[Natural language region descriptions]
((

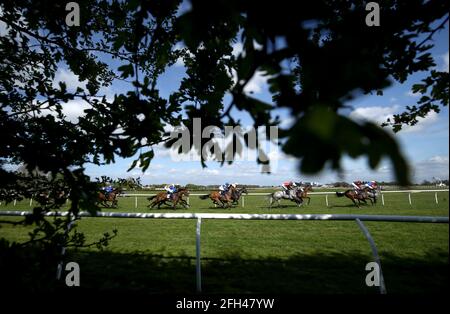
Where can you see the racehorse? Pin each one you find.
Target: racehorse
(291, 195)
(110, 199)
(237, 194)
(363, 195)
(303, 194)
(177, 197)
(217, 197)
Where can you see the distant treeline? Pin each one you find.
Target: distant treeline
(334, 184)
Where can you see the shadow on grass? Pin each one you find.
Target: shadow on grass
(324, 273)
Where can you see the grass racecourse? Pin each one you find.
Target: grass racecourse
(241, 256)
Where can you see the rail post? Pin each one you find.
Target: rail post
(369, 238)
(198, 272)
(63, 249)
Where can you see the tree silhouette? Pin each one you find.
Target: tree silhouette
(316, 55)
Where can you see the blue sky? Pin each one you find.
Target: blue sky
(425, 145)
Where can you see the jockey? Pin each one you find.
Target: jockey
(224, 188)
(371, 185)
(288, 186)
(107, 189)
(358, 186)
(170, 188)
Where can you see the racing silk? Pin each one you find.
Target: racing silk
(170, 188)
(224, 188)
(286, 185)
(357, 185)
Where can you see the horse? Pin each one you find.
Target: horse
(217, 197)
(291, 195)
(355, 196)
(177, 197)
(109, 200)
(372, 194)
(237, 195)
(303, 194)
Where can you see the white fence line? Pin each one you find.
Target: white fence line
(317, 217)
(136, 195)
(312, 193)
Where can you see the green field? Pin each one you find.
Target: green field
(158, 256)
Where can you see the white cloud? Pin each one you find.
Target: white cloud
(256, 83)
(74, 109)
(435, 166)
(411, 94)
(445, 59)
(71, 80)
(429, 120)
(376, 114)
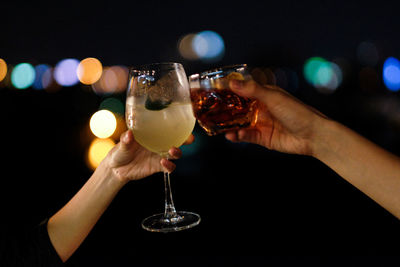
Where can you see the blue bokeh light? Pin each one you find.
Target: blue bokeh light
(391, 74)
(23, 75)
(208, 45)
(65, 72)
(40, 71)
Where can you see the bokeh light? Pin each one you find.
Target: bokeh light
(323, 75)
(391, 74)
(103, 123)
(89, 70)
(185, 47)
(23, 75)
(209, 46)
(98, 151)
(3, 69)
(65, 72)
(40, 70)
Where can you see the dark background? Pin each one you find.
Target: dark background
(258, 207)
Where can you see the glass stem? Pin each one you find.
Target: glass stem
(170, 214)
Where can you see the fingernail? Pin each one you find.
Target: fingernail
(236, 84)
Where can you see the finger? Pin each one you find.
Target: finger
(248, 135)
(189, 140)
(126, 140)
(174, 153)
(168, 166)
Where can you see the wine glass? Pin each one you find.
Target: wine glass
(160, 115)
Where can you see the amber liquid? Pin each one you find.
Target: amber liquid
(221, 110)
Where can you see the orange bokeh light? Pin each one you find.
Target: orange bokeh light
(89, 70)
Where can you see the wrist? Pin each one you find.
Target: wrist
(323, 141)
(110, 173)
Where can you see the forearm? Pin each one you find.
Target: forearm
(368, 167)
(70, 225)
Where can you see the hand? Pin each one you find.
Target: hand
(284, 123)
(128, 160)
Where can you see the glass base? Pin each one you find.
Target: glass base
(160, 223)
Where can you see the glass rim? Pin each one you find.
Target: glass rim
(152, 66)
(216, 71)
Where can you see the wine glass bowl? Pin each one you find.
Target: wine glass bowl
(160, 115)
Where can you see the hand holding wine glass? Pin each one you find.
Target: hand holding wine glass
(159, 114)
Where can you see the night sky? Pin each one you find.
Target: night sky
(257, 206)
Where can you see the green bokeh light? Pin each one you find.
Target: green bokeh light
(23, 75)
(311, 69)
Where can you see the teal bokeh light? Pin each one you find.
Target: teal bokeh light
(322, 74)
(23, 75)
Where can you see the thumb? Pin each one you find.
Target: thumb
(126, 141)
(250, 89)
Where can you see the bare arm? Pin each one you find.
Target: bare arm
(287, 125)
(371, 169)
(127, 161)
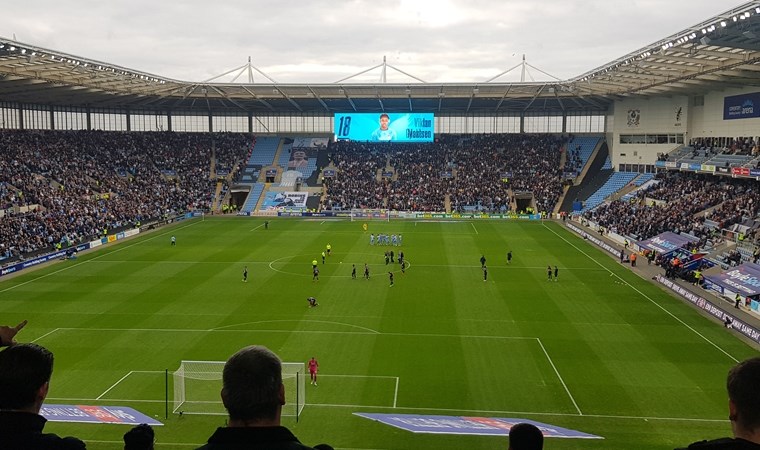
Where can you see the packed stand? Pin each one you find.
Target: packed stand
(86, 182)
(684, 195)
(468, 170)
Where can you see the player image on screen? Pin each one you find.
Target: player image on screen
(383, 133)
(385, 127)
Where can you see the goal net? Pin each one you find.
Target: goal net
(198, 384)
(370, 214)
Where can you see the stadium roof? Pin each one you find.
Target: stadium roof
(721, 52)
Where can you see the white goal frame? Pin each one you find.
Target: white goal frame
(198, 385)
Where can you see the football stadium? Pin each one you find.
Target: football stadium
(433, 263)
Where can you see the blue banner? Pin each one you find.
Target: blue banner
(96, 414)
(385, 127)
(666, 242)
(484, 426)
(741, 106)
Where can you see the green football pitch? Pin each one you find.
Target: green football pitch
(599, 351)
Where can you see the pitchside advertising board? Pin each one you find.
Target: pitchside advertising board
(742, 106)
(385, 127)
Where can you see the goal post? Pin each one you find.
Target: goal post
(370, 214)
(197, 387)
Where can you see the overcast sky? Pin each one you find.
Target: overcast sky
(321, 41)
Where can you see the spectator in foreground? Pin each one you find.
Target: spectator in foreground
(141, 437)
(253, 394)
(25, 371)
(743, 409)
(525, 436)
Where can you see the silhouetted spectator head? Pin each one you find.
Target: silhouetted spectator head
(141, 437)
(525, 436)
(744, 398)
(25, 371)
(252, 388)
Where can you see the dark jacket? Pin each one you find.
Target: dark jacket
(23, 431)
(256, 438)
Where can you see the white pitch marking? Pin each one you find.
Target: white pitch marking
(114, 385)
(559, 376)
(648, 298)
(46, 335)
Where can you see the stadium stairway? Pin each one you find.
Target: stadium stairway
(253, 198)
(615, 182)
(592, 179)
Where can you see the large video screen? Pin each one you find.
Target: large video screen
(384, 127)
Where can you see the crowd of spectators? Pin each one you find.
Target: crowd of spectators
(726, 145)
(475, 173)
(684, 203)
(80, 183)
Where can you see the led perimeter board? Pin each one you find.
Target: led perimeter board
(384, 127)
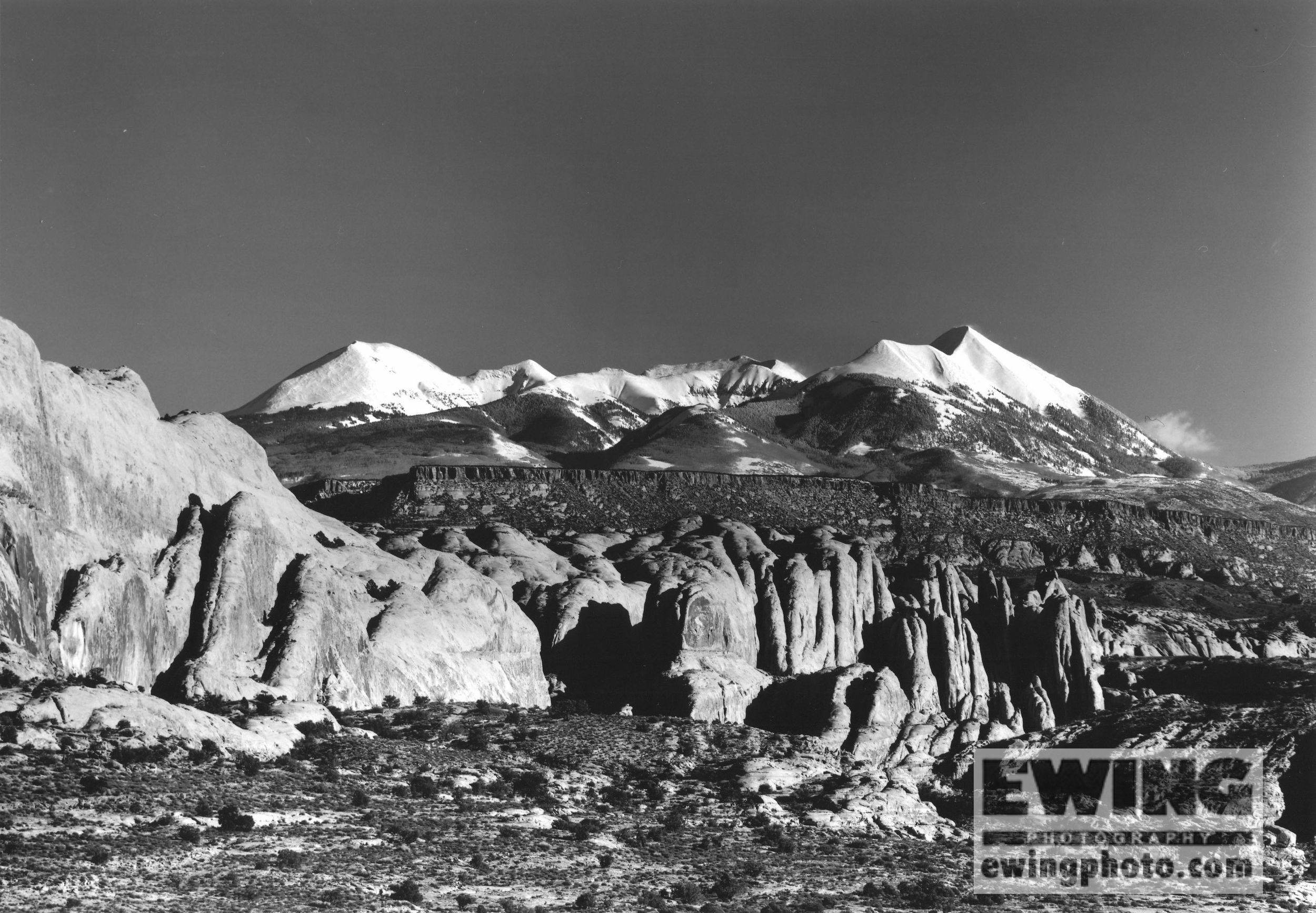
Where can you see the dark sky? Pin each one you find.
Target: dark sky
(1124, 193)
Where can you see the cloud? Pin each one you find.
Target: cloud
(1175, 431)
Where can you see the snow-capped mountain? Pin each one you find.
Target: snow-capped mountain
(393, 381)
(965, 357)
(378, 374)
(978, 399)
(961, 412)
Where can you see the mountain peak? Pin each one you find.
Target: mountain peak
(380, 374)
(951, 340)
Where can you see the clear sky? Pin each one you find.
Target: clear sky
(1124, 193)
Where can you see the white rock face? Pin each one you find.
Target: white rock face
(165, 552)
(109, 707)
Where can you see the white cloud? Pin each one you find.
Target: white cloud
(1175, 431)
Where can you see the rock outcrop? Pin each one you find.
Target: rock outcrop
(166, 553)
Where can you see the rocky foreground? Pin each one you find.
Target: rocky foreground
(460, 807)
(180, 633)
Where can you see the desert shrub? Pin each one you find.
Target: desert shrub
(686, 892)
(674, 820)
(727, 886)
(587, 828)
(423, 787)
(316, 728)
(94, 785)
(233, 820)
(1182, 468)
(140, 754)
(408, 891)
(616, 796)
(531, 785)
(927, 892)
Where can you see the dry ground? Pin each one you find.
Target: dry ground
(475, 807)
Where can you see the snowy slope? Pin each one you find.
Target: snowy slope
(998, 405)
(1009, 373)
(390, 379)
(382, 375)
(666, 386)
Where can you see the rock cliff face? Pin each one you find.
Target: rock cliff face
(165, 552)
(811, 633)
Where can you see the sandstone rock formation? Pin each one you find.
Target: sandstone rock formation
(166, 553)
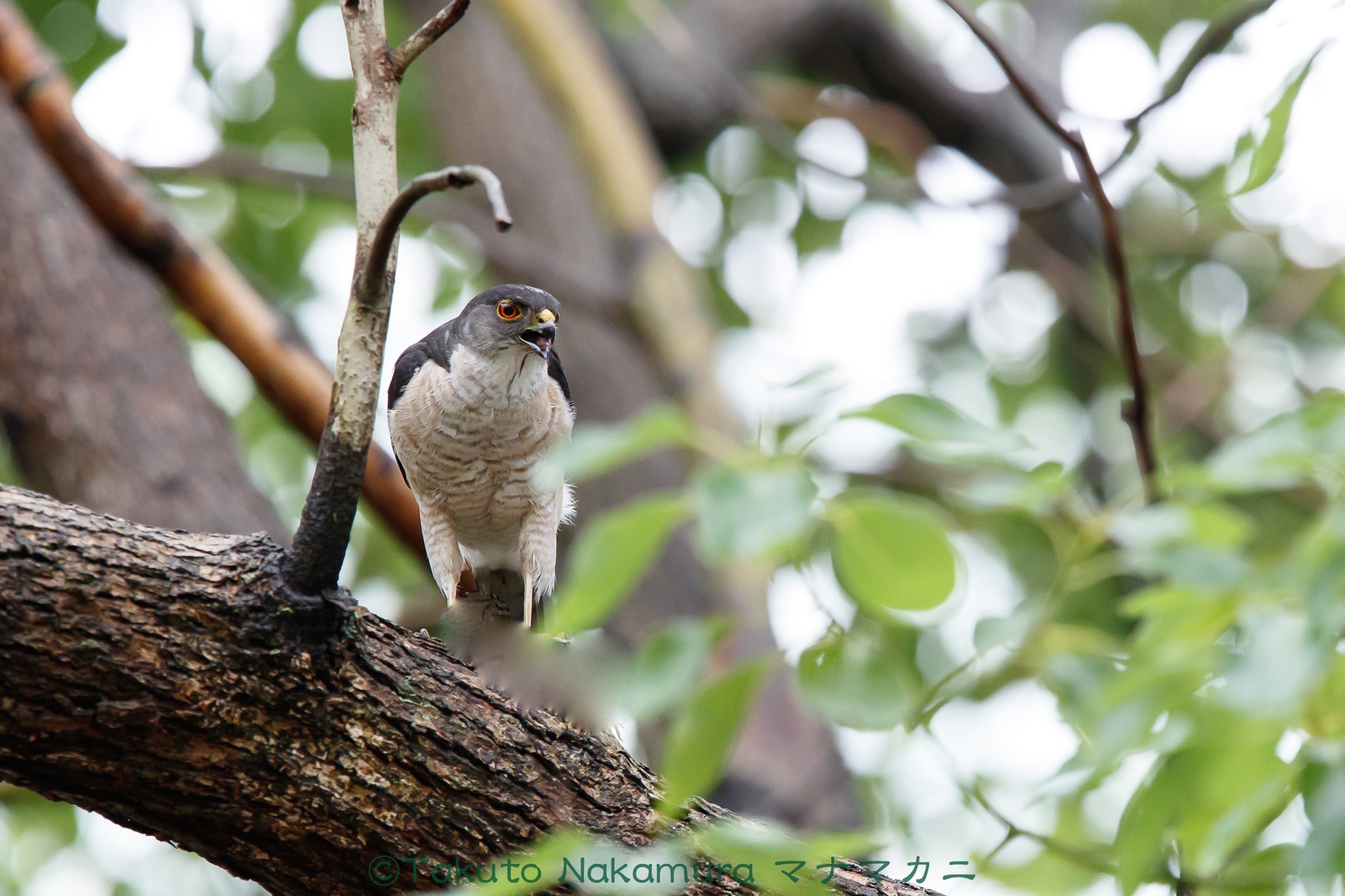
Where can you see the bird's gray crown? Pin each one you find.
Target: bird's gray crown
(510, 317)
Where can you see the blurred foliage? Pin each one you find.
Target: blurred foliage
(1197, 640)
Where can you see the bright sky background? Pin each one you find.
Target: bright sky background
(915, 268)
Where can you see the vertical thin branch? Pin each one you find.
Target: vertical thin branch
(328, 513)
(1137, 412)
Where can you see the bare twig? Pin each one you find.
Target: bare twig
(1137, 412)
(201, 276)
(1214, 39)
(369, 280)
(319, 550)
(408, 50)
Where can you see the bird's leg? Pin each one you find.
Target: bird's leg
(527, 602)
(445, 558)
(537, 553)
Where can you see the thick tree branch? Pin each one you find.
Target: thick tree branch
(424, 38)
(1137, 413)
(97, 394)
(202, 278)
(175, 684)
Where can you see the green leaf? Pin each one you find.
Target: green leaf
(697, 750)
(1204, 801)
(1266, 156)
(1026, 547)
(889, 553)
(862, 679)
(609, 558)
(596, 449)
(939, 423)
(666, 667)
(753, 512)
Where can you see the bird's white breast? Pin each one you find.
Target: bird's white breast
(470, 440)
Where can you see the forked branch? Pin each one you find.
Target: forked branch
(1137, 412)
(407, 51)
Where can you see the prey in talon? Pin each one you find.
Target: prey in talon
(472, 409)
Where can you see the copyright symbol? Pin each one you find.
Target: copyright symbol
(384, 871)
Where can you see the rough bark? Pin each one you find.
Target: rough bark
(174, 684)
(97, 394)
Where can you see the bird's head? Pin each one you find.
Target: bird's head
(512, 319)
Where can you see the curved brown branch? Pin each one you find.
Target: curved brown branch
(370, 277)
(174, 684)
(201, 277)
(424, 38)
(1137, 413)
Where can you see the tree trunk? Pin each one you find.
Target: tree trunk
(97, 395)
(171, 683)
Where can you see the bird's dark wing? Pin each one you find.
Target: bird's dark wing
(553, 367)
(436, 347)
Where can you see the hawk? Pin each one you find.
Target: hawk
(472, 409)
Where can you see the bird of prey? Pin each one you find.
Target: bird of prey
(472, 409)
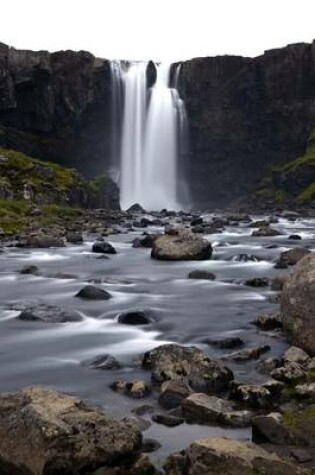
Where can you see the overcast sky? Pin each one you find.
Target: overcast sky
(167, 30)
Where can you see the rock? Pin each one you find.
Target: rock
(258, 282)
(266, 231)
(277, 283)
(29, 270)
(295, 237)
(183, 246)
(219, 456)
(137, 317)
(136, 208)
(269, 321)
(201, 274)
(245, 258)
(103, 247)
(104, 362)
(291, 257)
(89, 292)
(70, 437)
(189, 364)
(297, 305)
(248, 353)
(256, 397)
(173, 393)
(226, 343)
(44, 241)
(289, 373)
(167, 420)
(74, 238)
(146, 242)
(48, 314)
(133, 389)
(267, 365)
(150, 445)
(305, 390)
(296, 355)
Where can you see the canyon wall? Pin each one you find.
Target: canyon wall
(245, 114)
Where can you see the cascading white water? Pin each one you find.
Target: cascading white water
(151, 131)
(131, 180)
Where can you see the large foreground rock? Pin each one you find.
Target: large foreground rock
(183, 246)
(298, 303)
(219, 456)
(188, 364)
(43, 432)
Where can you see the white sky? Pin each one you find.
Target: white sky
(157, 29)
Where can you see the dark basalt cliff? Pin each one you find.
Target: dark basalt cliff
(245, 114)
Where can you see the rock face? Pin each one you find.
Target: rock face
(189, 364)
(240, 120)
(44, 432)
(181, 247)
(219, 456)
(297, 305)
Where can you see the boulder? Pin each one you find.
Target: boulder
(48, 314)
(298, 303)
(89, 292)
(220, 456)
(201, 274)
(132, 389)
(291, 257)
(103, 247)
(188, 364)
(136, 317)
(44, 241)
(183, 246)
(44, 432)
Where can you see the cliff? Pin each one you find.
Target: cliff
(245, 115)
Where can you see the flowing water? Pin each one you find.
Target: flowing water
(152, 139)
(36, 353)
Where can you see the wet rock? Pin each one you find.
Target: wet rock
(296, 355)
(289, 373)
(248, 353)
(150, 445)
(253, 396)
(245, 258)
(295, 237)
(188, 364)
(29, 270)
(291, 257)
(183, 246)
(277, 283)
(132, 389)
(266, 231)
(48, 314)
(137, 317)
(226, 343)
(44, 241)
(89, 292)
(269, 321)
(70, 437)
(146, 242)
(104, 362)
(74, 238)
(297, 305)
(220, 456)
(201, 274)
(258, 282)
(305, 390)
(167, 420)
(173, 393)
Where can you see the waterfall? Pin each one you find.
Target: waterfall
(152, 138)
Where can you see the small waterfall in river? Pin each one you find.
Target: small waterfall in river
(152, 137)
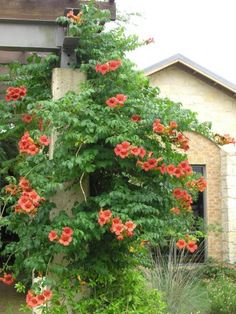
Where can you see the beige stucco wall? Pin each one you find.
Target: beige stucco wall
(210, 103)
(215, 106)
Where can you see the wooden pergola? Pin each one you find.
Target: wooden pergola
(28, 26)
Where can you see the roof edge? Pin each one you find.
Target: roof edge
(179, 58)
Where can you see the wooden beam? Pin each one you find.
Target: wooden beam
(30, 35)
(45, 9)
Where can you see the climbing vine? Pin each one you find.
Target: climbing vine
(118, 137)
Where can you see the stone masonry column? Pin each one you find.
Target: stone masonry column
(63, 81)
(228, 179)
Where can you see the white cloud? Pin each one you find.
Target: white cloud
(202, 30)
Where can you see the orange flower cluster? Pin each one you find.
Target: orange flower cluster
(183, 197)
(65, 238)
(15, 93)
(75, 18)
(160, 128)
(136, 118)
(200, 184)
(117, 227)
(183, 169)
(117, 101)
(190, 245)
(7, 279)
(109, 66)
(28, 146)
(176, 137)
(29, 199)
(175, 210)
(224, 139)
(34, 300)
(125, 149)
(27, 118)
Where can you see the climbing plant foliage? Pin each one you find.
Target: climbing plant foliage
(116, 136)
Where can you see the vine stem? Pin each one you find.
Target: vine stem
(81, 186)
(9, 257)
(77, 153)
(4, 207)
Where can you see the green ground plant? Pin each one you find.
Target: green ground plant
(177, 277)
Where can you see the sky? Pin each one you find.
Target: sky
(203, 31)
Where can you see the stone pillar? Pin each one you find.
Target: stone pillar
(228, 179)
(63, 81)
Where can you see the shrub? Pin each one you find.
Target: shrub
(222, 295)
(178, 278)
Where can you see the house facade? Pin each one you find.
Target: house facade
(214, 99)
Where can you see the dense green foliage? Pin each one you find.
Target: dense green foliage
(88, 131)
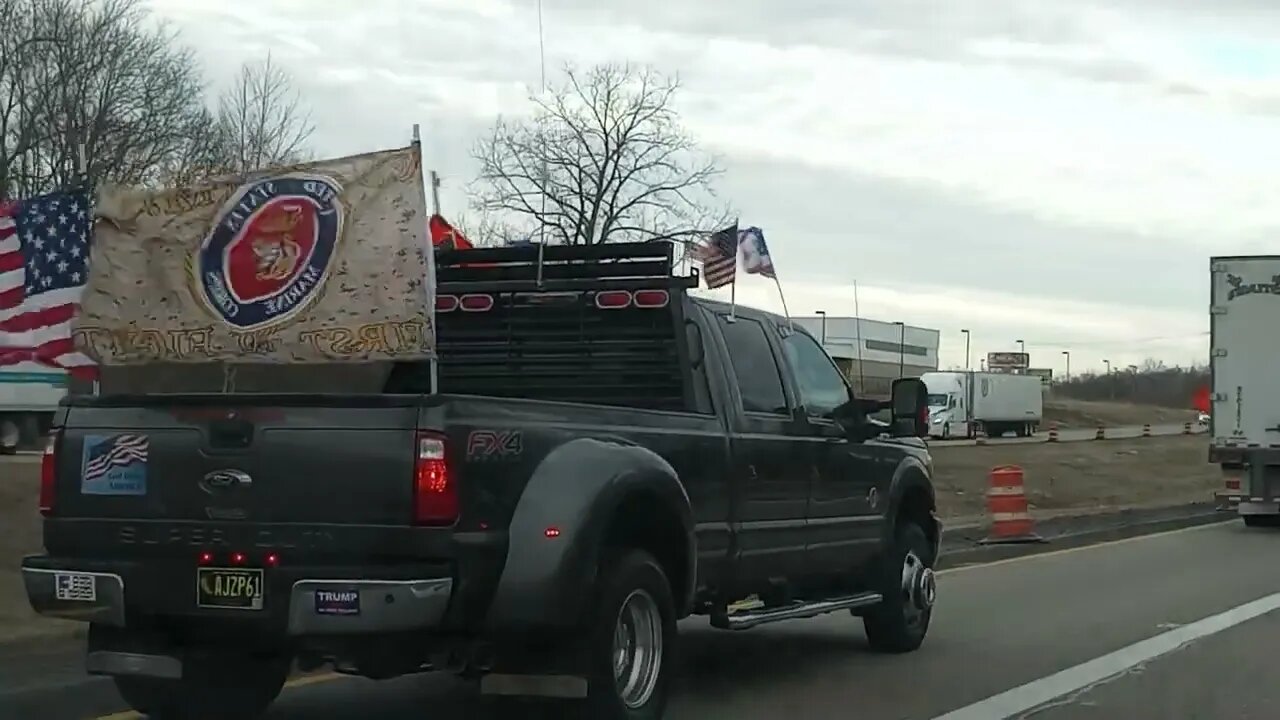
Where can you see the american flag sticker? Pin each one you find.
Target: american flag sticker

))

_Directions for this task_. For the word "american", please say how many lines in the entries hold it, with only the number as the reply.

_Answer for the task_. 2